● EXERCISE GOAL
Each line of the records has to be copied exactly, though the pictures must be left out.

● Dataset items
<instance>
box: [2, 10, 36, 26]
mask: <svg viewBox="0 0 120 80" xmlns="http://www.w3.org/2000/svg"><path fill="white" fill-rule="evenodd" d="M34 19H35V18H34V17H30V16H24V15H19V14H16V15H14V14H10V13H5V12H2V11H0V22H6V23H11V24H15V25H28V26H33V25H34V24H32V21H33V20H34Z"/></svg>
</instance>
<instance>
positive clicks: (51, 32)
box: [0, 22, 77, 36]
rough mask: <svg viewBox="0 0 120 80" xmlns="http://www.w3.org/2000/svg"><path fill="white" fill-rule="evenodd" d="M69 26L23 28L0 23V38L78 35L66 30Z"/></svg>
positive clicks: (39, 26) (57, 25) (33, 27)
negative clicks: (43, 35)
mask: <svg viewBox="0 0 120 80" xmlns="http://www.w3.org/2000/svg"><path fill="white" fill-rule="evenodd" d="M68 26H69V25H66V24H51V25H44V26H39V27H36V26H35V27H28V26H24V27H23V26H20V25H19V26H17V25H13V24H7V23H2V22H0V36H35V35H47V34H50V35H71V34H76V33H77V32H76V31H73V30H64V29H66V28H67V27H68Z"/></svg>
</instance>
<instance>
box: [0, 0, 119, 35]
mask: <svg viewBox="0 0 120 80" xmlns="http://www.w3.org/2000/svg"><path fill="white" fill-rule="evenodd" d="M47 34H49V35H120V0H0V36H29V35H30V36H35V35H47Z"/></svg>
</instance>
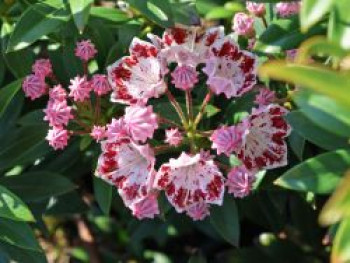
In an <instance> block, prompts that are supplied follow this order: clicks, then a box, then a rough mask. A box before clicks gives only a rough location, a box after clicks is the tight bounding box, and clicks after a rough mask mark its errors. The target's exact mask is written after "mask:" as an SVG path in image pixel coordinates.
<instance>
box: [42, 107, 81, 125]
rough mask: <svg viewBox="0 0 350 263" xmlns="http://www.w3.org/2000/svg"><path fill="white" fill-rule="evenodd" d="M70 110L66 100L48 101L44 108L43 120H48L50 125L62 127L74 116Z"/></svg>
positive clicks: (67, 122) (70, 109) (69, 107)
mask: <svg viewBox="0 0 350 263" xmlns="http://www.w3.org/2000/svg"><path fill="white" fill-rule="evenodd" d="M71 111H72V108H71V107H70V106H68V105H67V101H49V103H48V104H47V107H46V109H44V112H45V117H44V120H45V121H48V122H49V124H50V126H54V127H63V126H66V125H67V124H68V122H69V120H71V119H73V118H74V116H73V115H72V113H71Z"/></svg>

● ANSWER
<instance>
box: [2, 10, 36, 26]
mask: <svg viewBox="0 0 120 80" xmlns="http://www.w3.org/2000/svg"><path fill="white" fill-rule="evenodd" d="M34 19H35V18H34V17H30V16H24V15H19V14H16V15H14V14H10V13H5V12H2V11H0V22H6V23H11V24H15V25H28V26H33V25H34V24H32V21H33V20H34Z"/></svg>
</instance>
<instance>
positive clicks: (51, 32)
box: [0, 22, 77, 36]
rough mask: <svg viewBox="0 0 120 80" xmlns="http://www.w3.org/2000/svg"><path fill="white" fill-rule="evenodd" d="M69 26L23 28L0 23V38L78 35L66 30Z"/></svg>
positive clicks: (39, 26) (57, 25) (33, 27)
negative clicks: (43, 35)
mask: <svg viewBox="0 0 120 80" xmlns="http://www.w3.org/2000/svg"><path fill="white" fill-rule="evenodd" d="M68 26H69V25H66V24H51V25H44V26H39V27H36V26H35V27H28V26H24V27H23V26H20V25H19V26H17V25H13V24H7V23H2V22H0V36H35V35H47V34H50V35H71V34H76V33H77V32H76V31H73V30H64V29H66V28H67V27H68Z"/></svg>
</instance>
<instance>
box: [0, 0, 119, 35]
mask: <svg viewBox="0 0 120 80" xmlns="http://www.w3.org/2000/svg"><path fill="white" fill-rule="evenodd" d="M47 34H49V35H120V0H0V36H29V35H30V36H35V35H47Z"/></svg>
</instance>
In an <instance> block, prompts that are supplied follow this order: clicks, then a box, then a rough mask. A box before clicks gives only a rough location, a box after clicks is the tight bounding box, and clicks after a rough mask mark its errors. The target's exact mask is written after "mask:" as an SVG path in image pixel coordinates.
<instance>
box: [42, 107, 81, 125]
rough mask: <svg viewBox="0 0 350 263" xmlns="http://www.w3.org/2000/svg"><path fill="white" fill-rule="evenodd" d="M70 110L66 100L48 101L44 108L43 120H48L50 125L62 127L74 116Z"/></svg>
positive clicks: (67, 122) (70, 109) (69, 107)
mask: <svg viewBox="0 0 350 263" xmlns="http://www.w3.org/2000/svg"><path fill="white" fill-rule="evenodd" d="M71 111H72V108H71V107H70V106H68V105H67V101H49V103H48V104H47V107H46V109H44V112H45V117H44V120H45V121H48V122H49V124H50V126H54V127H63V126H66V125H67V124H68V122H69V120H71V119H73V118H74V116H73V115H72V113H71Z"/></svg>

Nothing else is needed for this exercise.